### Data shown
=== Begin Enclosure ===

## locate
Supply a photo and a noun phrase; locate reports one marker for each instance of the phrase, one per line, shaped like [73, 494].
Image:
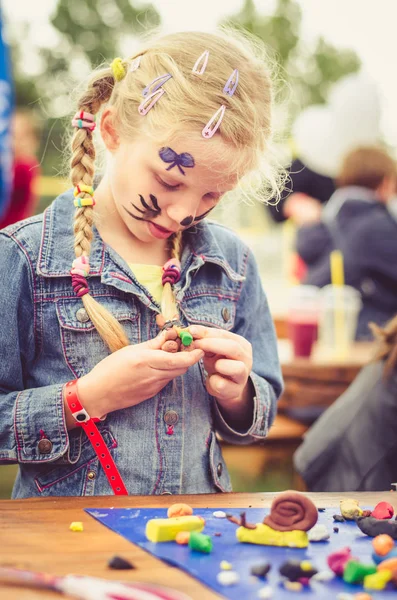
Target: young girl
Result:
[82, 285]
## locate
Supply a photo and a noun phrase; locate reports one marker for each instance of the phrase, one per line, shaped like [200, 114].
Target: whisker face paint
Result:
[168, 155]
[147, 211]
[200, 217]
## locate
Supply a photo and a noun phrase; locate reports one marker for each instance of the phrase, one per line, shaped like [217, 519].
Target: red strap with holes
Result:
[84, 420]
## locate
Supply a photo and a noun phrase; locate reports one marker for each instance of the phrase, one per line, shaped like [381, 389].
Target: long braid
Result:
[82, 173]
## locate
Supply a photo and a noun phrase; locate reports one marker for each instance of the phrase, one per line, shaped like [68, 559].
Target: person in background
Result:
[353, 446]
[6, 103]
[357, 221]
[26, 137]
[305, 188]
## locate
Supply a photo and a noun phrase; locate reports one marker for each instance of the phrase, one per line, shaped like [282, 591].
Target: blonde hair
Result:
[366, 167]
[187, 106]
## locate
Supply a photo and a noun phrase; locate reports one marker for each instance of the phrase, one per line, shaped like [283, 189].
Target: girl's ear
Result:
[109, 134]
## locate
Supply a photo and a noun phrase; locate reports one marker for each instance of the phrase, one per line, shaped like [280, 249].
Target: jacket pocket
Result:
[219, 472]
[72, 479]
[82, 345]
[210, 310]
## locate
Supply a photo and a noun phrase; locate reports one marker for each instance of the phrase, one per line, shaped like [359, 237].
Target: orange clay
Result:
[179, 510]
[382, 544]
[390, 564]
[183, 538]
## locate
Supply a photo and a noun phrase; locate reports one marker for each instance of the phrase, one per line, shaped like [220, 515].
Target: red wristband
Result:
[88, 424]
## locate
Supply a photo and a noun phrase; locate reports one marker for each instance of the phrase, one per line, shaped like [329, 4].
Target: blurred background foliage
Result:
[91, 32]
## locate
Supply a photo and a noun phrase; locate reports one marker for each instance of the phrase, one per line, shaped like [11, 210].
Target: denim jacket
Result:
[47, 339]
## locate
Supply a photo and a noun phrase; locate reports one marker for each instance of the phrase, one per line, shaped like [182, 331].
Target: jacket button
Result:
[44, 446]
[171, 417]
[225, 314]
[82, 315]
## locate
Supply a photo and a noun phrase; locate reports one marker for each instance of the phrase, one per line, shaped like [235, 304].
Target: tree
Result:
[310, 75]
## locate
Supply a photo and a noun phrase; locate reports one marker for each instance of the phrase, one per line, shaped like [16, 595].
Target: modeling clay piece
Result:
[292, 511]
[165, 530]
[179, 510]
[295, 570]
[377, 581]
[318, 533]
[337, 560]
[291, 515]
[383, 510]
[374, 527]
[350, 509]
[228, 578]
[119, 563]
[265, 593]
[182, 538]
[260, 570]
[200, 542]
[266, 536]
[355, 571]
[384, 548]
[338, 519]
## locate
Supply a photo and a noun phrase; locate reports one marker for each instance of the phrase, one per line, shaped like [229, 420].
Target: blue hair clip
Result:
[156, 84]
[231, 84]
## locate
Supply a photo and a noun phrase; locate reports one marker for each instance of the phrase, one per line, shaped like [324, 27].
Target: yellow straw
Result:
[338, 280]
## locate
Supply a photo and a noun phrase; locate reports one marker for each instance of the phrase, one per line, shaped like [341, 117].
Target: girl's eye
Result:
[167, 185]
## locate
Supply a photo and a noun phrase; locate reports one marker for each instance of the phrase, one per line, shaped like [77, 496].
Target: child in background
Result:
[358, 222]
[87, 283]
[25, 135]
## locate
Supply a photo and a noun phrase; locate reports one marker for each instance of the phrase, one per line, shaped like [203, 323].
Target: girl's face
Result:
[159, 190]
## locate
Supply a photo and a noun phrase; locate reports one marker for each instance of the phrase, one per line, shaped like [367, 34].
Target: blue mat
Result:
[131, 523]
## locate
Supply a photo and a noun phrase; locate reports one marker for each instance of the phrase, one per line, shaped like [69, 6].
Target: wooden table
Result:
[318, 381]
[34, 534]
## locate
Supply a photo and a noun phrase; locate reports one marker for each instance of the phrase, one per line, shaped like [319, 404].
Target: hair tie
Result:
[84, 120]
[118, 69]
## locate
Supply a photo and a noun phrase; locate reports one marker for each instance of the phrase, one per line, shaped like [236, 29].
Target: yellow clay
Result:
[378, 580]
[165, 530]
[350, 509]
[266, 536]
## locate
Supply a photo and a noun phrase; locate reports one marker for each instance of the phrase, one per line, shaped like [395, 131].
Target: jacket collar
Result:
[56, 252]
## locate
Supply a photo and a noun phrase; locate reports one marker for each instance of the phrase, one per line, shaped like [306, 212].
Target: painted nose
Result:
[187, 221]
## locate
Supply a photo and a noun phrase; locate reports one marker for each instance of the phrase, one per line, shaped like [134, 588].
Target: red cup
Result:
[302, 333]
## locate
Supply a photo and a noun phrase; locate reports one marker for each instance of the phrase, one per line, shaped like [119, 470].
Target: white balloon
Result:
[324, 134]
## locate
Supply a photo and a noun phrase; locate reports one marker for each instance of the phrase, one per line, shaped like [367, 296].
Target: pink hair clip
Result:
[135, 64]
[148, 102]
[156, 84]
[201, 63]
[231, 84]
[213, 124]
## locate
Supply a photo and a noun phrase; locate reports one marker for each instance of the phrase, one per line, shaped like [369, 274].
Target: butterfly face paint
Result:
[147, 212]
[168, 155]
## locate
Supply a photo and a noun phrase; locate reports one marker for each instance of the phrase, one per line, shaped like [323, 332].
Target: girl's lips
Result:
[158, 231]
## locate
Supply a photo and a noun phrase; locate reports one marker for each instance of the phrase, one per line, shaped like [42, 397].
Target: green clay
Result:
[200, 542]
[355, 571]
[186, 338]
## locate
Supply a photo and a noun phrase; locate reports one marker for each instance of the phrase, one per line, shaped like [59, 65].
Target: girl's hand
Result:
[131, 375]
[228, 362]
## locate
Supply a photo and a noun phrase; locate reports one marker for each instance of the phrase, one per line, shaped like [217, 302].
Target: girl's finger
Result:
[222, 388]
[166, 361]
[236, 370]
[224, 347]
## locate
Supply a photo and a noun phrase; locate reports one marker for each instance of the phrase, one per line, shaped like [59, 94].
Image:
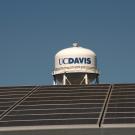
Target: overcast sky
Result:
[32, 31]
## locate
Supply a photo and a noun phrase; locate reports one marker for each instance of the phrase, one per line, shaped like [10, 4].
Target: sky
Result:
[33, 31]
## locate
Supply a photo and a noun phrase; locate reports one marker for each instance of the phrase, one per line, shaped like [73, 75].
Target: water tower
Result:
[75, 66]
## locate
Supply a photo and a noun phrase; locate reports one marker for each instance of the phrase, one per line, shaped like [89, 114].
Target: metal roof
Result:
[75, 107]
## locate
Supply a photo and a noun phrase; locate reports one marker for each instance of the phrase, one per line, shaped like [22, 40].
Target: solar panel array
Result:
[121, 106]
[57, 105]
[9, 96]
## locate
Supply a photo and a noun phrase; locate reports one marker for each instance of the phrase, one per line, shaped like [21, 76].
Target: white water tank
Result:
[75, 65]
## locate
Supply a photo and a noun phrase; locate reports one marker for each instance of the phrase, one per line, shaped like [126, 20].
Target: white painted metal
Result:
[73, 63]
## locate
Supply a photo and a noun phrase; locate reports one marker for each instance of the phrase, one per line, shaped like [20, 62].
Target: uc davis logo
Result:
[77, 60]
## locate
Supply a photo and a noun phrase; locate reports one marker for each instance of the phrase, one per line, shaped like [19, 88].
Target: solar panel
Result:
[59, 105]
[10, 96]
[121, 106]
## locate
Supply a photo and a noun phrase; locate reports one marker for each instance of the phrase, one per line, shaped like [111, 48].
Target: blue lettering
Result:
[70, 60]
[77, 60]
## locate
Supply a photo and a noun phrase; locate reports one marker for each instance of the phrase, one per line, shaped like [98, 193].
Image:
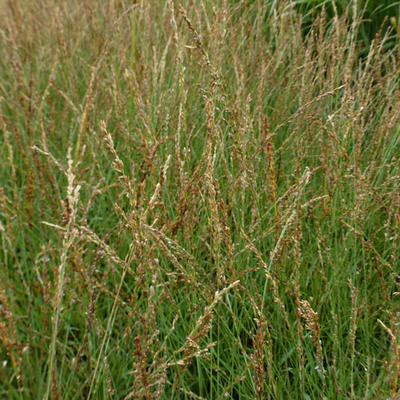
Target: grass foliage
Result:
[197, 202]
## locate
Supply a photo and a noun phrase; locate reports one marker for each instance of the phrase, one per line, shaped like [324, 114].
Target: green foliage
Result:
[374, 16]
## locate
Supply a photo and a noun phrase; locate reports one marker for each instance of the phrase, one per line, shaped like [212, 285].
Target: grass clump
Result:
[196, 202]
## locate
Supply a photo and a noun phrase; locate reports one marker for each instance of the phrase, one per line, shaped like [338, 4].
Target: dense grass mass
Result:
[198, 200]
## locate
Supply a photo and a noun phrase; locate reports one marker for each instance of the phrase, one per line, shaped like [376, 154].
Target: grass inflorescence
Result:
[198, 200]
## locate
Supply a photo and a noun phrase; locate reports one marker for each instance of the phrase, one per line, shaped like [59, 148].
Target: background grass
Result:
[205, 208]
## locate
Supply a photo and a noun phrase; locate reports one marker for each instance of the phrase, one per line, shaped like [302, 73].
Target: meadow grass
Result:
[197, 201]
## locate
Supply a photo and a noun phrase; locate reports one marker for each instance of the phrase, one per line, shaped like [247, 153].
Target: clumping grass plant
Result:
[198, 200]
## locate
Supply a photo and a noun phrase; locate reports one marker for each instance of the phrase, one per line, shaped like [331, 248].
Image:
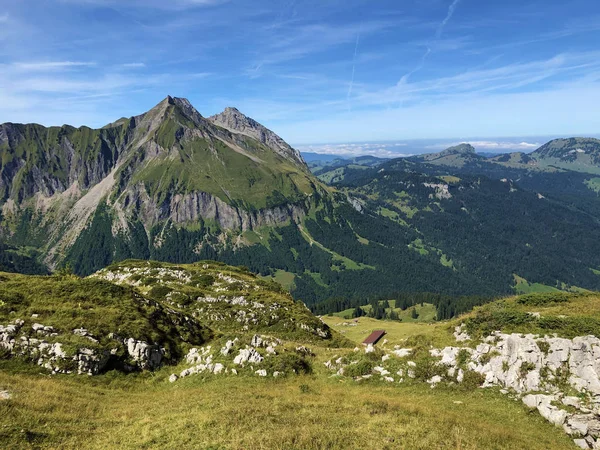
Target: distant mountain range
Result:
[175, 186]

=== End Enclosure ===

### What you have to do
If a line comes after the line with "Target: long braid", it stays out; print exactly every line from the start of the entries up to and including that line, but no pictures.

### Response to the exercise
## locate
Supply a photo and a noun phrase; locate reports one marker for each instance of the phrase, one per line, shaped like [73, 494].
Image:
Target: young girl
Result:
[82, 285]
## locate
Supply a photo and a noun phrase; locate reports one marker for each instance of the phrase, one per line, shaped like [200, 114].
Target: whisker face paint
Result:
[168, 155]
[147, 211]
[200, 217]
## locate
Supply a photo and a noun phrase; locate reports one marker for each instance of the phrase, one per line, shaped like [217, 519].
Target: red strap with holes
Result:
[84, 420]
## locate
Supply a photo and a noun phrase; locate reports one marker for each instance of the phrase, one per line, shaped like [381, 389].
Target: long braid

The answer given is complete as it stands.